=== Challenge ===
Could you copy the records below verbatim, starting at their first line and stopping after the line that contains "point(89, 225)", with the pictures left out?

=== Point annotation records ===
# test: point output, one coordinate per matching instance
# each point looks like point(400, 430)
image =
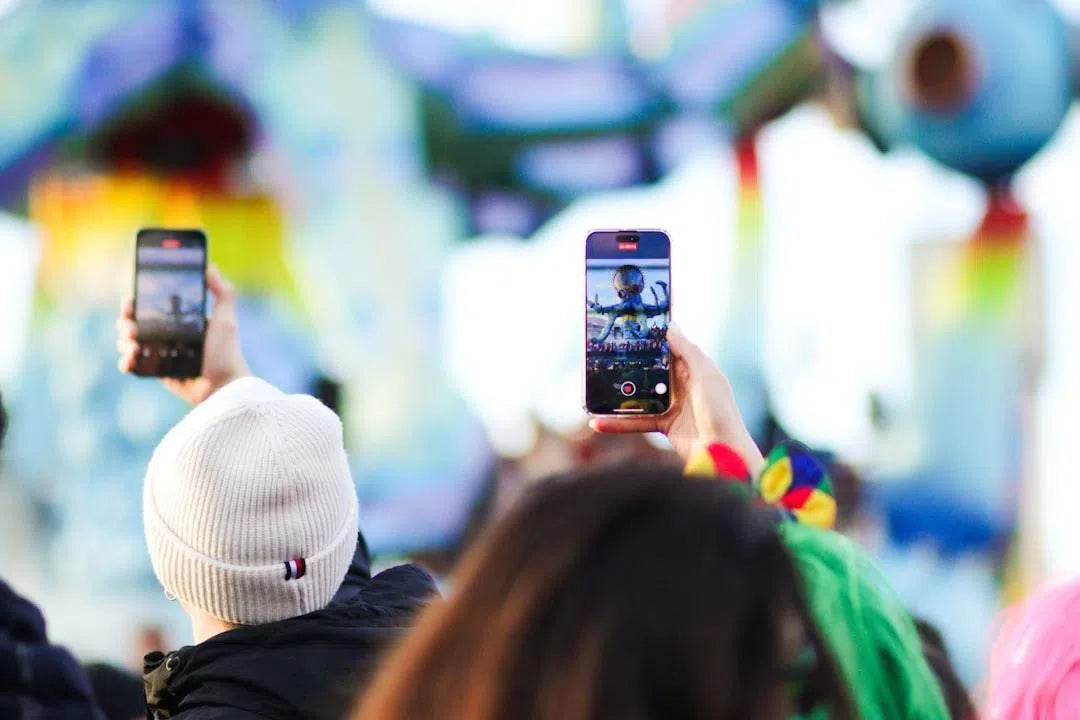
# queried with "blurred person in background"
point(622, 593)
point(251, 519)
point(1035, 664)
point(959, 703)
point(37, 679)
point(632, 592)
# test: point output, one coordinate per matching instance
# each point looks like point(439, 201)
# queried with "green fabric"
point(866, 627)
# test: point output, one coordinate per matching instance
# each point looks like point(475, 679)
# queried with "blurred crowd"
point(624, 587)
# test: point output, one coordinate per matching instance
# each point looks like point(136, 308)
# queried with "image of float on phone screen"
point(170, 294)
point(626, 357)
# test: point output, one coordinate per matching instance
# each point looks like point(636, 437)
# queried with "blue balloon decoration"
point(979, 85)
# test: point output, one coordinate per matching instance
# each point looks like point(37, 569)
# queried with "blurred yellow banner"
point(89, 225)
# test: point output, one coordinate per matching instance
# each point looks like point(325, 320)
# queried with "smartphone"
point(628, 308)
point(170, 302)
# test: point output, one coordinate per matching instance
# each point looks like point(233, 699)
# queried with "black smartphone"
point(628, 308)
point(170, 302)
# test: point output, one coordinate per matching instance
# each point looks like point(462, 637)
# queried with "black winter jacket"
point(311, 666)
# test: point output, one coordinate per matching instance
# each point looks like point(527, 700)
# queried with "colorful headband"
point(792, 481)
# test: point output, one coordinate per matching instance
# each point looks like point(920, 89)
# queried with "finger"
point(126, 329)
point(223, 289)
point(683, 349)
point(126, 361)
point(126, 344)
point(616, 425)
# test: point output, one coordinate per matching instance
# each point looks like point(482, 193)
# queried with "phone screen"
point(628, 308)
point(170, 302)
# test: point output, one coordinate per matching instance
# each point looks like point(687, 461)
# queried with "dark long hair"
point(629, 593)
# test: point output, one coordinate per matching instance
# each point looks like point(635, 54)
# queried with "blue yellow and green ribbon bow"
point(792, 481)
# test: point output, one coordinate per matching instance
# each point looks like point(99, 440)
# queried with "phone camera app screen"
point(628, 308)
point(170, 291)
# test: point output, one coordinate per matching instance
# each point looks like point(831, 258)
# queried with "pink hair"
point(1035, 666)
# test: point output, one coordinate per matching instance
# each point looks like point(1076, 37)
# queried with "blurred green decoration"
point(520, 136)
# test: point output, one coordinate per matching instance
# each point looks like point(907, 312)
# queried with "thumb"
point(225, 294)
point(686, 351)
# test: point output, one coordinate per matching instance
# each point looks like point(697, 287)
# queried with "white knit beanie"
point(248, 506)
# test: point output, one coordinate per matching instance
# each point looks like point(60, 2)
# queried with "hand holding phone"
point(223, 361)
point(704, 410)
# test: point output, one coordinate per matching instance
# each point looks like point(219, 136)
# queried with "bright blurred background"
point(872, 206)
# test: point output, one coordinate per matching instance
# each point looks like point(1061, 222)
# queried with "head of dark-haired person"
point(630, 592)
point(956, 695)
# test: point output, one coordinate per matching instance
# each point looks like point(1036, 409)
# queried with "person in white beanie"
point(251, 519)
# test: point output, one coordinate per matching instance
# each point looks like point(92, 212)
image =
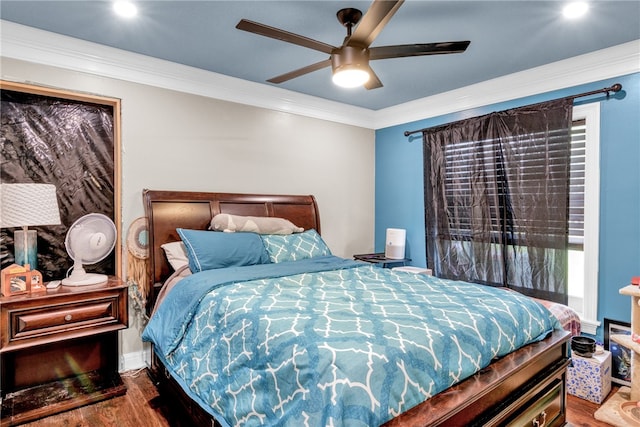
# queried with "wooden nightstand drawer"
point(62, 314)
point(54, 343)
point(64, 317)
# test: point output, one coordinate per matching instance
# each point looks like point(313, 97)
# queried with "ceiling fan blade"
point(419, 49)
point(276, 33)
point(373, 21)
point(301, 71)
point(374, 82)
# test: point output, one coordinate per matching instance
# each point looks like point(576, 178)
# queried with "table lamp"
point(25, 205)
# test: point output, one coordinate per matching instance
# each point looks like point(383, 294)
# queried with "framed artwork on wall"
point(70, 140)
point(620, 355)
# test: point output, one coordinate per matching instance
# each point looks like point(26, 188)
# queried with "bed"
point(524, 386)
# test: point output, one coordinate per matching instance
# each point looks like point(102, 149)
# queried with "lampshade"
point(28, 205)
point(25, 205)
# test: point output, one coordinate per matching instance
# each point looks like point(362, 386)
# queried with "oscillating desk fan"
point(89, 240)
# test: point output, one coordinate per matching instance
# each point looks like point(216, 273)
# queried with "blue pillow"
point(294, 247)
point(208, 250)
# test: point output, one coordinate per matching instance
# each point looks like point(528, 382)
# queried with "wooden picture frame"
point(620, 355)
point(18, 280)
point(71, 140)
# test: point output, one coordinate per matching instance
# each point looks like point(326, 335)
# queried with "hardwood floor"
point(142, 407)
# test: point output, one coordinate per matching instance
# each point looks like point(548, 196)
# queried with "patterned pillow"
point(294, 247)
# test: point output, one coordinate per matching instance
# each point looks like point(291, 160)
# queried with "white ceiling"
point(506, 37)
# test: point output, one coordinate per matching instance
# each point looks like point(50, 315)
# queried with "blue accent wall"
point(400, 191)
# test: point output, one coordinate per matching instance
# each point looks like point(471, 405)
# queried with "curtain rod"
point(617, 87)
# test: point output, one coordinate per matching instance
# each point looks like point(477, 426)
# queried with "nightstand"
point(381, 260)
point(59, 349)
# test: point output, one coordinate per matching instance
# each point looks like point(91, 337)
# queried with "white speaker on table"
point(394, 248)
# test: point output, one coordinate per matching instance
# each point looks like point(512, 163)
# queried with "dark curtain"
point(497, 199)
point(70, 144)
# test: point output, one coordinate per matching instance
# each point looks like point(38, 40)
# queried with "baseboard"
point(134, 360)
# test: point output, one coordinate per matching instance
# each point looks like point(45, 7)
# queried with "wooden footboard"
point(522, 387)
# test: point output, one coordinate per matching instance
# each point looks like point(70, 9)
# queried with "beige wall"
point(178, 141)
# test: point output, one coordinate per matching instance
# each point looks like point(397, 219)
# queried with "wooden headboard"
point(168, 210)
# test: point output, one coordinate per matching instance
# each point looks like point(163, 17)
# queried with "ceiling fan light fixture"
point(350, 76)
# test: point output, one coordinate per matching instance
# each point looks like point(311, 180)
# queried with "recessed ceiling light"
point(575, 9)
point(125, 8)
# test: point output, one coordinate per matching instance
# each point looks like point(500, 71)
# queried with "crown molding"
point(603, 64)
point(43, 47)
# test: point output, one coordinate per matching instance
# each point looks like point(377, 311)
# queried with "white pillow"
point(176, 253)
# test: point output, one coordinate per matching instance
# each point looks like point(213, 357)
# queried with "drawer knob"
point(537, 423)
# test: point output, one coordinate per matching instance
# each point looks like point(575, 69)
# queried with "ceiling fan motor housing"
point(351, 57)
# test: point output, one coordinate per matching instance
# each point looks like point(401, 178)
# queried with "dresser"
point(59, 349)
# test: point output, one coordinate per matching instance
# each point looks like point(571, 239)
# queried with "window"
point(584, 213)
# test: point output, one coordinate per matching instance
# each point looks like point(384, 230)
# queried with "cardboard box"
point(590, 377)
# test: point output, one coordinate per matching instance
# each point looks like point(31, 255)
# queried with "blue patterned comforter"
point(329, 341)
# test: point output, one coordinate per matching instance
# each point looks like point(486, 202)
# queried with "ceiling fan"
point(350, 62)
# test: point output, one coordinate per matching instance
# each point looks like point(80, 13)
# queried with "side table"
point(380, 259)
point(59, 349)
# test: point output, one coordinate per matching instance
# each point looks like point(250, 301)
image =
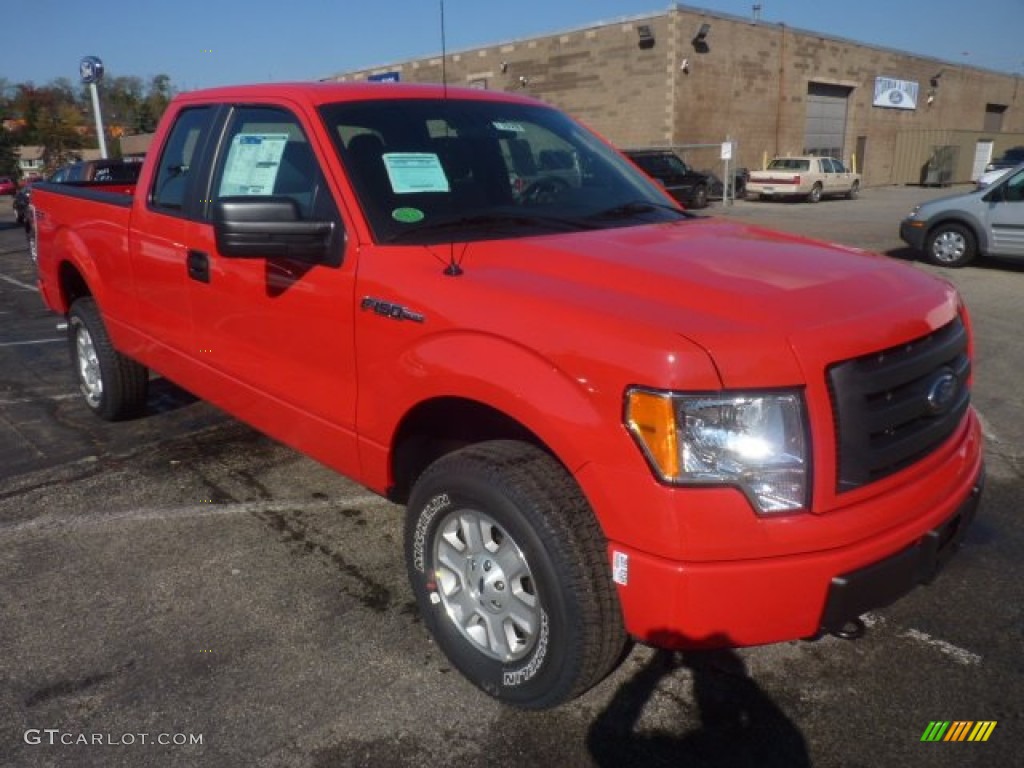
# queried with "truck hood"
point(754, 299)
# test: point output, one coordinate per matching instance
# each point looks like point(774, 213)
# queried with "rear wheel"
point(114, 386)
point(950, 245)
point(510, 570)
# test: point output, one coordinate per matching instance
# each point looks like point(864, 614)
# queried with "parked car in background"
point(953, 230)
point(809, 177)
point(716, 188)
point(22, 200)
point(1012, 157)
point(114, 171)
point(682, 182)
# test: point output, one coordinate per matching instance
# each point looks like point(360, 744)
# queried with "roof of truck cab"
point(322, 93)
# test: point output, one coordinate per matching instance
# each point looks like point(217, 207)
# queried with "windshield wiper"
point(491, 221)
point(635, 208)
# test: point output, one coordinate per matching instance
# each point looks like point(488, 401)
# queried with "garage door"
point(824, 133)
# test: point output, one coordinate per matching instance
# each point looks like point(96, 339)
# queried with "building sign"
point(91, 70)
point(895, 94)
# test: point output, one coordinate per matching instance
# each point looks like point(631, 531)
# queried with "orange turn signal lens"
point(651, 419)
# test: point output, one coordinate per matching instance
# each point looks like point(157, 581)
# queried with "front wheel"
point(950, 245)
point(114, 386)
point(510, 571)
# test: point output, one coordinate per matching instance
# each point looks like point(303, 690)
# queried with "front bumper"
point(885, 582)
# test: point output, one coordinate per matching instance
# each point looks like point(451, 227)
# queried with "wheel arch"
point(977, 229)
point(470, 388)
point(72, 285)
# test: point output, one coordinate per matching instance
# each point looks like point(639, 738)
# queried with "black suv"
point(682, 182)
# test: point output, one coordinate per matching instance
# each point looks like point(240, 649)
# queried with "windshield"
point(441, 170)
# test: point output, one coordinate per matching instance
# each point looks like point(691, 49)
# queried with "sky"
point(203, 43)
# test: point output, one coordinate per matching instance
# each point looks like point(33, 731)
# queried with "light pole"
point(91, 70)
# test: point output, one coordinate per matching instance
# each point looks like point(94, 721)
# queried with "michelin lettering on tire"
point(512, 678)
point(430, 510)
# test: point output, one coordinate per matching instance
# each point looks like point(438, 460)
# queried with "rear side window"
point(170, 189)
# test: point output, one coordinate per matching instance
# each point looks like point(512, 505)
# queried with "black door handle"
point(199, 266)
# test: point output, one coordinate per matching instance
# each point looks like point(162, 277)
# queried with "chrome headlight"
point(754, 440)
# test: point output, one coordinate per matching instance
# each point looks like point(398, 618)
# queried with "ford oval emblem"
point(942, 391)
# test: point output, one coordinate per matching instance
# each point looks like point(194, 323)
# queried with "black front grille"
point(895, 407)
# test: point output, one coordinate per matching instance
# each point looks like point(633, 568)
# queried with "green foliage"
point(8, 156)
point(60, 119)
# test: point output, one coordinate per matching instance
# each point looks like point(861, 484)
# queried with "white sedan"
point(808, 177)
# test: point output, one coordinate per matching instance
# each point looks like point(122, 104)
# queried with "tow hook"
point(852, 630)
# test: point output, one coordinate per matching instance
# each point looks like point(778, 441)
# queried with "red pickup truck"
point(609, 419)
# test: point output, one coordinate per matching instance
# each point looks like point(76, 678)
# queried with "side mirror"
point(260, 227)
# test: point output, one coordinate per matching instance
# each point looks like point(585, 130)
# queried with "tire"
point(950, 245)
point(699, 197)
point(511, 576)
point(114, 386)
point(30, 237)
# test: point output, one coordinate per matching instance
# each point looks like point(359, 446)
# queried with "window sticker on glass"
point(252, 164)
point(505, 126)
point(415, 172)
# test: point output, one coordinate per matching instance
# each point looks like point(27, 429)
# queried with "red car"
point(607, 418)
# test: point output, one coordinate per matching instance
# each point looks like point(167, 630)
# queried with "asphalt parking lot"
point(193, 593)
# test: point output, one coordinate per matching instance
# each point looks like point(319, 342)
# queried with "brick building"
point(688, 77)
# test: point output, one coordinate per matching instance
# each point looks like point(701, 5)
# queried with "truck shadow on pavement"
point(739, 725)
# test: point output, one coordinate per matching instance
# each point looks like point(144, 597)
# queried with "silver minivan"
point(952, 230)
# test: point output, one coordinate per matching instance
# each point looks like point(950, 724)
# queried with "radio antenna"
point(443, 53)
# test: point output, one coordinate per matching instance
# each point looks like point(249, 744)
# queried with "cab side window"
point(173, 180)
point(1014, 190)
point(266, 154)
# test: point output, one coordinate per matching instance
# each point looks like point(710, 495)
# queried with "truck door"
point(158, 235)
point(278, 331)
point(1006, 217)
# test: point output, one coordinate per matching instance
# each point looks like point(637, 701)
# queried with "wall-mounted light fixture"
point(646, 36)
point(699, 40)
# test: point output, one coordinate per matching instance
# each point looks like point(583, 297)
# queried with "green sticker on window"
point(407, 215)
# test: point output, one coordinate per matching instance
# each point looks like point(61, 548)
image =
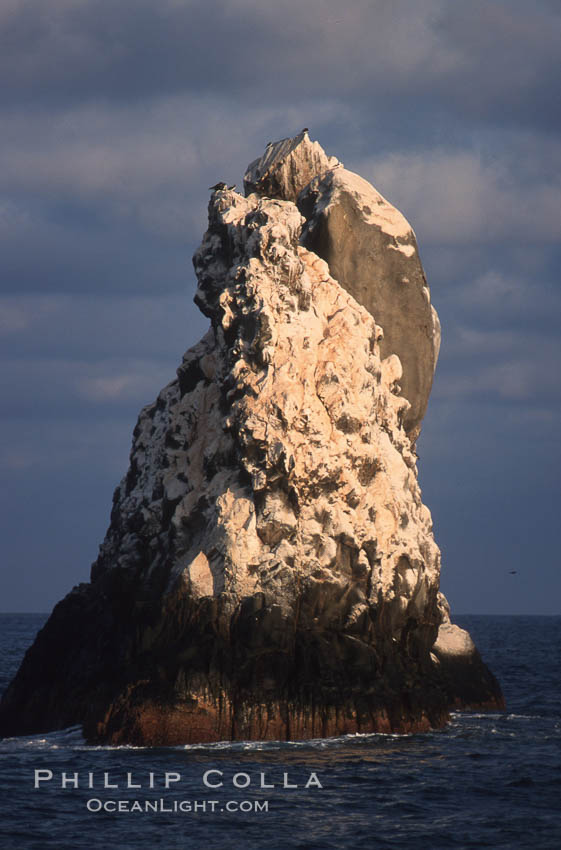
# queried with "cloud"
point(462, 196)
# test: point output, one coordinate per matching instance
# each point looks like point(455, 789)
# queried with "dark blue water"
point(485, 781)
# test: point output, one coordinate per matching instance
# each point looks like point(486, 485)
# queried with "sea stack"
point(270, 571)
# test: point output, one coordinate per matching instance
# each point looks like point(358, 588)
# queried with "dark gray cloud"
point(116, 117)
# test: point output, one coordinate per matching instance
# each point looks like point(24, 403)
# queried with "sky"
point(115, 118)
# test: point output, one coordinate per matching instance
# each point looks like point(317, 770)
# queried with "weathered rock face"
point(270, 569)
point(371, 251)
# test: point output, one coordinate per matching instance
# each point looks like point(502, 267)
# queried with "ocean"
point(486, 780)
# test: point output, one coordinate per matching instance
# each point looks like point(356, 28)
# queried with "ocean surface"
point(487, 780)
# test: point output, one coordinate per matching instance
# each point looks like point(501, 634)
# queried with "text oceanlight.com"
point(214, 779)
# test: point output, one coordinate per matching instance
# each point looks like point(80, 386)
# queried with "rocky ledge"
point(270, 570)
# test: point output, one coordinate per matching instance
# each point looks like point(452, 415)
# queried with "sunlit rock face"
point(270, 569)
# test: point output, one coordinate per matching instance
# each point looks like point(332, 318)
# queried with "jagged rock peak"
point(371, 250)
point(286, 167)
point(270, 570)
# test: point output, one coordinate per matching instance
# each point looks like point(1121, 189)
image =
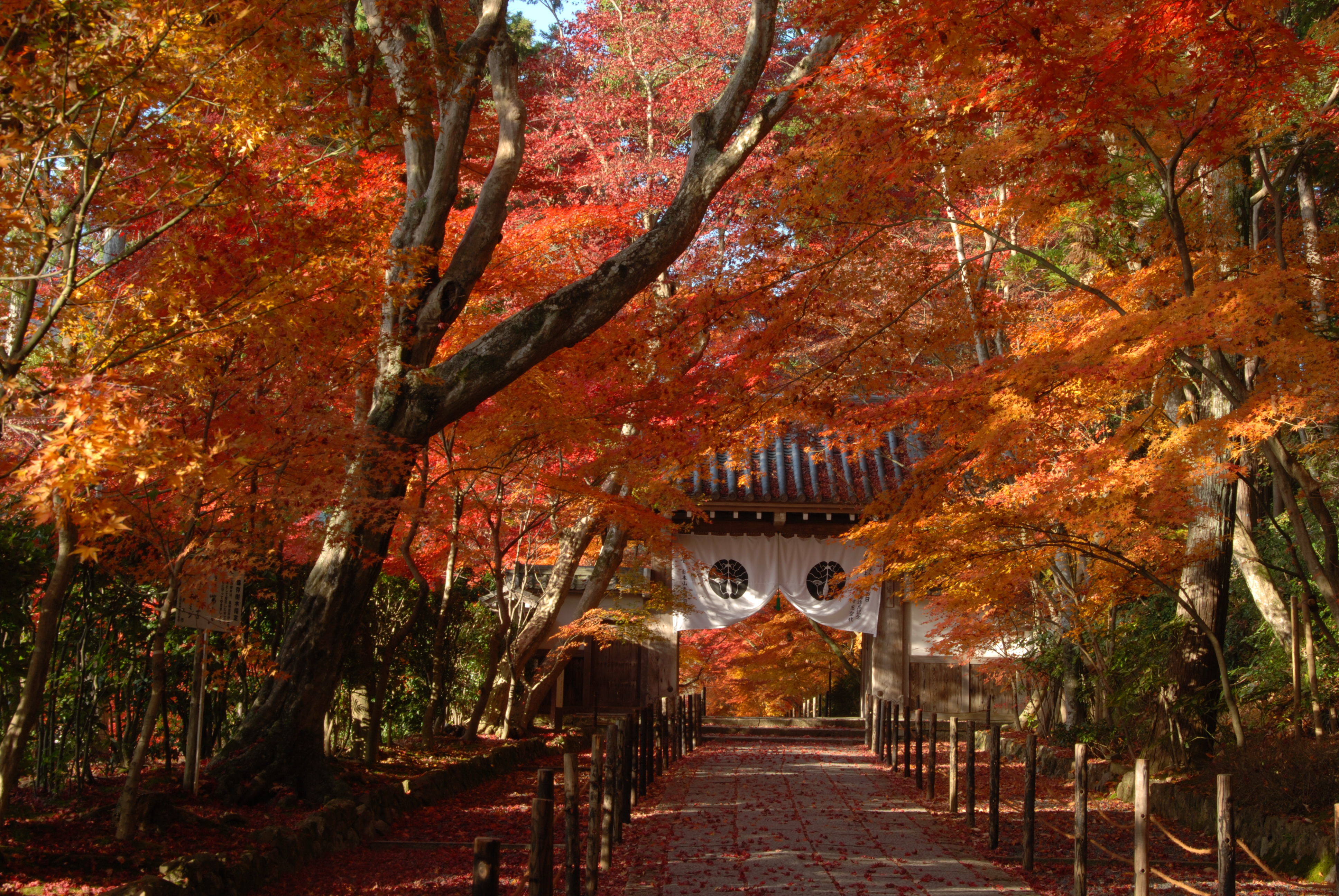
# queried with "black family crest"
point(729, 579)
point(825, 580)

=== Correct output ===
# test: point output, one coordinate per matching instance
# each point looks like point(400, 430)
image =
# queried with "blurred person in background"
point(622, 593)
point(251, 519)
point(1035, 664)
point(959, 703)
point(37, 679)
point(632, 592)
# test: point output, one coordinate per matching instance
# each point looks like point(439, 201)
# queried with "green fabric"
point(866, 627)
# test: point output, one coordinate per matching instance
# each point looks like point(475, 679)
# queried with "blurred crowd"
point(624, 587)
# test: point output, one coordinate per matching instance
# each point looks like point(136, 308)
# queried with "image of float on phone screen"
point(170, 294)
point(626, 357)
# test: point output, one coordinate per matching instance
# each point looks like point(636, 437)
# queried with "blue balloon decoration"
point(979, 85)
# test: point output, one coordinate per matching instance
# each point looks like point(37, 569)
# queried with "blurred yellow banner"
point(89, 225)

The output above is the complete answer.